Exercise aim:
Identify each line in the rows below that contains the string "clicks" and copy those lines. Matching is case-sensitive.

(Beginning of Study material)

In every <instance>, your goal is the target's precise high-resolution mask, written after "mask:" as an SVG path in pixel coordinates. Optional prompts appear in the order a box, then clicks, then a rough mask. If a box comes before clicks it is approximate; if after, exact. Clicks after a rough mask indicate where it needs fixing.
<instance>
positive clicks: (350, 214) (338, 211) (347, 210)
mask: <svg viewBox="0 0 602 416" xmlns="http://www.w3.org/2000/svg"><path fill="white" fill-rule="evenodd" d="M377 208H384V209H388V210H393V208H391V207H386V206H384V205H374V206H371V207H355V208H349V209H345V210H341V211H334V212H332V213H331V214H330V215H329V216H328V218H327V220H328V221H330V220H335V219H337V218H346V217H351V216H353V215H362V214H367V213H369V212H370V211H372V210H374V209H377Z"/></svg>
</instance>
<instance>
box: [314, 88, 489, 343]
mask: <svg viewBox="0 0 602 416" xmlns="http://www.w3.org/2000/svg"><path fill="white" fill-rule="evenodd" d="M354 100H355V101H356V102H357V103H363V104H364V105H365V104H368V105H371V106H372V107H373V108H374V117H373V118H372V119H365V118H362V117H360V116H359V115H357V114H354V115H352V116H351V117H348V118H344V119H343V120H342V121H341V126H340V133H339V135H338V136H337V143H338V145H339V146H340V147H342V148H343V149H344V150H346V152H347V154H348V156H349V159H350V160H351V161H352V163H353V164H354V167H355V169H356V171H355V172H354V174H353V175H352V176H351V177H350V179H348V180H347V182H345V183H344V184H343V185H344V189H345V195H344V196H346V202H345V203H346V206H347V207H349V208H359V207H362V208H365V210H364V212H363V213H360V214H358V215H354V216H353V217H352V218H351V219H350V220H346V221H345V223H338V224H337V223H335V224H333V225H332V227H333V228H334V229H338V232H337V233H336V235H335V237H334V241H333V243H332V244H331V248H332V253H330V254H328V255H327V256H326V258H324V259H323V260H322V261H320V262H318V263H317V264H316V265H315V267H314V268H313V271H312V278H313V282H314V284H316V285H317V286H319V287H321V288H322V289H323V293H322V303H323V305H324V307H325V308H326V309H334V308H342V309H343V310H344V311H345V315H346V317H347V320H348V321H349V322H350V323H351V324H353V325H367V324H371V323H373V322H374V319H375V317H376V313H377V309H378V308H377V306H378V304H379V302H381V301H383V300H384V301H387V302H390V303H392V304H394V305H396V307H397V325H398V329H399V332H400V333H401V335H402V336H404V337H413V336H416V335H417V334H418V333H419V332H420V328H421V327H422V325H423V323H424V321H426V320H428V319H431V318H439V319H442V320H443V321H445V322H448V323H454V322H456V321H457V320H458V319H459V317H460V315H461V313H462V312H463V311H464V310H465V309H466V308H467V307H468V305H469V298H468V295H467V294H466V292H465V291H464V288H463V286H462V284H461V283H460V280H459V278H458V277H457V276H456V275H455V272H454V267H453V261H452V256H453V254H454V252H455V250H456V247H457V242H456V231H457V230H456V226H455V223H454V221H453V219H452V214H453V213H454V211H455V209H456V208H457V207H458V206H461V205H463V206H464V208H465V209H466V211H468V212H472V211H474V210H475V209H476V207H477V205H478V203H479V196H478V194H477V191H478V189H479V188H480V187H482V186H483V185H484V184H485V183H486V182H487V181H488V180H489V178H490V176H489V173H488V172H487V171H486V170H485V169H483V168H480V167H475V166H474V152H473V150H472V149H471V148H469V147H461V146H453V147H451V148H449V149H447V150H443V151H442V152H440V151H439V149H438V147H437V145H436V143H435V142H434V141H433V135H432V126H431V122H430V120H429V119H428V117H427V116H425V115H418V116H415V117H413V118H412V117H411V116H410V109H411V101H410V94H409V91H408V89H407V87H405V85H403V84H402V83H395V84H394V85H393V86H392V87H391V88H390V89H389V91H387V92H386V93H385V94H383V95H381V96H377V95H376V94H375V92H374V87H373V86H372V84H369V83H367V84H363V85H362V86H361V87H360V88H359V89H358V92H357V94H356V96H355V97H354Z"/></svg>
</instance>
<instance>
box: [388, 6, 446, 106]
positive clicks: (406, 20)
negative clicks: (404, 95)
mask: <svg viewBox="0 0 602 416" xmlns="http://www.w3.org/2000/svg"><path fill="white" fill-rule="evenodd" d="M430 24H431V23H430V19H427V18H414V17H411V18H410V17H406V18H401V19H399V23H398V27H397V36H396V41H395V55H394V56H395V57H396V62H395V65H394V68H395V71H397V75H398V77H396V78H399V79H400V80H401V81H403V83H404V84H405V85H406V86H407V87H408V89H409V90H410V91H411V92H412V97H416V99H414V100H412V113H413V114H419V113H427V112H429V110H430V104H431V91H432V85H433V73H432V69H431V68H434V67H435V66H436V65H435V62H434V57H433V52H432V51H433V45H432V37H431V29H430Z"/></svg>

(End of Study material)

Response to the task:
In every <instance>, your goal is the target's precise high-resolution mask, written after "mask:" as an SVG path in pixel coordinates. Optional prompts appear in the order a box, then clicks, then a rough mask. If a box comes before clicks it is approximate; if after, exact. Clicks after a rough mask indicate where it needs fixing.
positive clicks: (350, 214) (338, 211) (347, 210)
positive clicks: (406, 20)
negative clicks: (404, 95)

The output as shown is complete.